Only one stretch of the records below is wanted: the lines from the one holding "# drop a dot on each instance of the ceiling fan;" through the one holding "# Target: beige floor tile". Return it exactly, both ends included.
======== Material provided
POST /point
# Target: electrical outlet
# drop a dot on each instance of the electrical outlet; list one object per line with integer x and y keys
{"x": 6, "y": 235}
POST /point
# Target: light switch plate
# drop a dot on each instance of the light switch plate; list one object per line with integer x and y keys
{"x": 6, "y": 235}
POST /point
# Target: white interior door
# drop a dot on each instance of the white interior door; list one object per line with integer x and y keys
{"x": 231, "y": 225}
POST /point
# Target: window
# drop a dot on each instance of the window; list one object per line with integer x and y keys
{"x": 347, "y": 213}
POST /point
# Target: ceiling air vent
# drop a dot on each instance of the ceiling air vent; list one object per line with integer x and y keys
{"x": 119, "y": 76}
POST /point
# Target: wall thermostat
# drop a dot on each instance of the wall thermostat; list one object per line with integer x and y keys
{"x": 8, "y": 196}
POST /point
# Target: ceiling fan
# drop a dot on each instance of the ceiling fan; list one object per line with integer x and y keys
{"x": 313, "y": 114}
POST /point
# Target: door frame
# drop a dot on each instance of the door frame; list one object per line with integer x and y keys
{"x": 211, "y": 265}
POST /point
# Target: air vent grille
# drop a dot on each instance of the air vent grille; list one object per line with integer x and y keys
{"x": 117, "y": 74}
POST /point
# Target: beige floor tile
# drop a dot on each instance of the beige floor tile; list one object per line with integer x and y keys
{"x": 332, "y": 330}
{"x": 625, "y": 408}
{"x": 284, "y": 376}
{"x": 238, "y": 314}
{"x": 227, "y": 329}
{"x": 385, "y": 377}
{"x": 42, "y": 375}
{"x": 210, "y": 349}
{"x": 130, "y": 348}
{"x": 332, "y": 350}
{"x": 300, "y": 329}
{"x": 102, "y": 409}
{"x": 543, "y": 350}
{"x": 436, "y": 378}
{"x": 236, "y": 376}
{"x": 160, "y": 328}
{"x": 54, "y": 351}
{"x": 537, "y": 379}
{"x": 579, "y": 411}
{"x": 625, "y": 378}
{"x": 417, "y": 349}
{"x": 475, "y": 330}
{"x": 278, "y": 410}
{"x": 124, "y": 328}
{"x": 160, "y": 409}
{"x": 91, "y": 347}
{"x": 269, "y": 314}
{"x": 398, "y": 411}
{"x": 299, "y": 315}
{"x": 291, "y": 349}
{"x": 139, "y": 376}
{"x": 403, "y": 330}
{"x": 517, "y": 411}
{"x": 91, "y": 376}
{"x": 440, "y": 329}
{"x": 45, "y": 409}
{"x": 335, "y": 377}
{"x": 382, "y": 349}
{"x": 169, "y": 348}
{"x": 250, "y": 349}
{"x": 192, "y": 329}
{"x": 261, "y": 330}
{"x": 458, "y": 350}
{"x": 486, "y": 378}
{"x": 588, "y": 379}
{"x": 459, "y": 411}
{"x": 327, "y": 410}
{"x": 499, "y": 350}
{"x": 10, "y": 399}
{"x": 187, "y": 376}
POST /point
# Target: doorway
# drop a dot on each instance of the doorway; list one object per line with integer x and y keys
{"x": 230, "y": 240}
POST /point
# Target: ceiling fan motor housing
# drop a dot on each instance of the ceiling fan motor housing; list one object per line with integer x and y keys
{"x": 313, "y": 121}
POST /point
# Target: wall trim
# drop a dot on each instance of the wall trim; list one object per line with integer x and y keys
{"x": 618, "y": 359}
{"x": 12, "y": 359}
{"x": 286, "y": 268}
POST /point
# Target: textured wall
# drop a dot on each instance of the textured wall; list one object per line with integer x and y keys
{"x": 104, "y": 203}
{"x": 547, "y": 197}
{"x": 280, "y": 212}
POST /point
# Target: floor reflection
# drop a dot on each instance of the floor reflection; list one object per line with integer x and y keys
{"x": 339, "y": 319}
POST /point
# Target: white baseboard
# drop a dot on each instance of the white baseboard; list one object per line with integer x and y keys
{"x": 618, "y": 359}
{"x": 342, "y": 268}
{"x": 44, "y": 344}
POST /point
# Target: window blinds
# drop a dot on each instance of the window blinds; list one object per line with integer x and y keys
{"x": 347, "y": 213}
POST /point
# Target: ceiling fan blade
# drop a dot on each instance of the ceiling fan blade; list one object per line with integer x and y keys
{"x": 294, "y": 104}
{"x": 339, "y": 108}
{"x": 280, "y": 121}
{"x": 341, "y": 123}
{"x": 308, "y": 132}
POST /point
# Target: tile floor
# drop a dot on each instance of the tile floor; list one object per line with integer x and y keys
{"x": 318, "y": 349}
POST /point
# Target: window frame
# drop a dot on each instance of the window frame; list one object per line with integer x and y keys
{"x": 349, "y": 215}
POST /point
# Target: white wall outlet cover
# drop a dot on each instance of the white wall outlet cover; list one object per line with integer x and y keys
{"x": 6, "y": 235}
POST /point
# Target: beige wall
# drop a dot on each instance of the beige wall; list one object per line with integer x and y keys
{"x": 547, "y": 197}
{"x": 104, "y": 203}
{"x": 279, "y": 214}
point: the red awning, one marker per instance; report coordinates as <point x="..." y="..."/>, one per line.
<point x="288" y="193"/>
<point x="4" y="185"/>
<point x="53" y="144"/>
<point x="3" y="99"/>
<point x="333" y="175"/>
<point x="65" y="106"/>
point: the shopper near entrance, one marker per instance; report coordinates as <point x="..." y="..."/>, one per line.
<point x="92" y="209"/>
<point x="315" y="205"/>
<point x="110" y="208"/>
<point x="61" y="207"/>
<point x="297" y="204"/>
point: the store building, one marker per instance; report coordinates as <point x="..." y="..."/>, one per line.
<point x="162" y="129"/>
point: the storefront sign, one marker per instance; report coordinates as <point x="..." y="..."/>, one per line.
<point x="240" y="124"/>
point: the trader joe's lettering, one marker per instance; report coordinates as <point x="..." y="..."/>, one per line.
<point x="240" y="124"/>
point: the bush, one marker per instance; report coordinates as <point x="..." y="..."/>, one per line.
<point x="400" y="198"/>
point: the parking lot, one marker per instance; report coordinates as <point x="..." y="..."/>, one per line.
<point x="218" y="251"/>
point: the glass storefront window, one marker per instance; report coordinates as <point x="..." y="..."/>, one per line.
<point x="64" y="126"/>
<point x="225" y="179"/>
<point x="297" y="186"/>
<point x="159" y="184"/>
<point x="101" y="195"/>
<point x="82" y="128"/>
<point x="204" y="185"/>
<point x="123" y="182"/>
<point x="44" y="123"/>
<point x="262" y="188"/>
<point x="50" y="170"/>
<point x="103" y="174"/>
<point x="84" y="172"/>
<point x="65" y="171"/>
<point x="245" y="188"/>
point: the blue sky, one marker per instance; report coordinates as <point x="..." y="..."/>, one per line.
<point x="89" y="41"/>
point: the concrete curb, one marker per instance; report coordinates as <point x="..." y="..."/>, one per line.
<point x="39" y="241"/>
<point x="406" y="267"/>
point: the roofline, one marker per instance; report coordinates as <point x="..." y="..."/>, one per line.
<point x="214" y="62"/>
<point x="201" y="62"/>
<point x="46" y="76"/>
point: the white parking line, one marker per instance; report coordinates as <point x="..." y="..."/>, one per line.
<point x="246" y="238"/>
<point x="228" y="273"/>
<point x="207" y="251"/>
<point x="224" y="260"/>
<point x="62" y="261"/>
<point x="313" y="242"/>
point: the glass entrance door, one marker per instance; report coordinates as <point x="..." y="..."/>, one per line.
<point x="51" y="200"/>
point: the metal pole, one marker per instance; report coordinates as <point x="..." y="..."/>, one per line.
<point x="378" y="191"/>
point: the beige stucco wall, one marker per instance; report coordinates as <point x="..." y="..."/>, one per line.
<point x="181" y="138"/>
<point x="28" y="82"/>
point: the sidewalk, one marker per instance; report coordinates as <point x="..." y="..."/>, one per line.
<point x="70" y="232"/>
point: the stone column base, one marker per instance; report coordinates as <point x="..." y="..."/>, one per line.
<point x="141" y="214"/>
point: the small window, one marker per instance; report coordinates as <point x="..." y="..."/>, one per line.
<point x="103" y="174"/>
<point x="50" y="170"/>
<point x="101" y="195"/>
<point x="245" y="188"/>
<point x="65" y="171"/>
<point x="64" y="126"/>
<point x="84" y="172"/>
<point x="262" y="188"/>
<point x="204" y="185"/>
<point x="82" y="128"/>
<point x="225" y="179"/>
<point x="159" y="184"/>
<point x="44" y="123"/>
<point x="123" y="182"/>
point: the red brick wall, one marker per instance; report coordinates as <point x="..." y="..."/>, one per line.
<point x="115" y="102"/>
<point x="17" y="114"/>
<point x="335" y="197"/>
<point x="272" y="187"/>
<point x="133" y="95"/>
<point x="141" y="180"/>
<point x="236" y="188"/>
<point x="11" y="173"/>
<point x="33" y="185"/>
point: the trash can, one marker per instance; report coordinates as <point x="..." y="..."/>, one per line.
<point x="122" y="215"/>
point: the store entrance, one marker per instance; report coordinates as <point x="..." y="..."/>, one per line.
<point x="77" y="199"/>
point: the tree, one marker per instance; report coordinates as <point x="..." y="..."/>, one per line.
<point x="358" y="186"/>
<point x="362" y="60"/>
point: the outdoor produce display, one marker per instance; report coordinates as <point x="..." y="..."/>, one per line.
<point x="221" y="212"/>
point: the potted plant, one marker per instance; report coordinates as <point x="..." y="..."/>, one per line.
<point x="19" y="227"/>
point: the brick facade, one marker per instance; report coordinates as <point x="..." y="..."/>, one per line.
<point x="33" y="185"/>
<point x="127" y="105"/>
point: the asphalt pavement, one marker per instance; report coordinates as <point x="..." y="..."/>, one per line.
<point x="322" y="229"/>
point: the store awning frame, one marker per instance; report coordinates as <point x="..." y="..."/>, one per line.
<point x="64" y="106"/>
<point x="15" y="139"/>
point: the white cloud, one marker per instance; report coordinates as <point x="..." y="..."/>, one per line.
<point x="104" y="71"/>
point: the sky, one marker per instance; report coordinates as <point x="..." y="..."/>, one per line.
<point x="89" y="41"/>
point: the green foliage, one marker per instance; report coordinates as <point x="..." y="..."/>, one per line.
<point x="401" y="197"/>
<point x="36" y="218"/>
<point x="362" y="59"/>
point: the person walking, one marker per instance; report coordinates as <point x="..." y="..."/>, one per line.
================
Written solution>
# drop a dot on each instance of the ceiling fan; list one object per line with integer x and y keys
{"x": 313, "y": 114}
POST /point
# Target: door frame
# drop a dot on each instance of the door frame; list one object per line with integer x and y keys
{"x": 211, "y": 265}
POST /point
# Target: air vent grille
# drop a dot on each instance of the air vent grille; list one object per line with integer x and y keys
{"x": 117, "y": 74}
POST /point
# Target: beige floor tile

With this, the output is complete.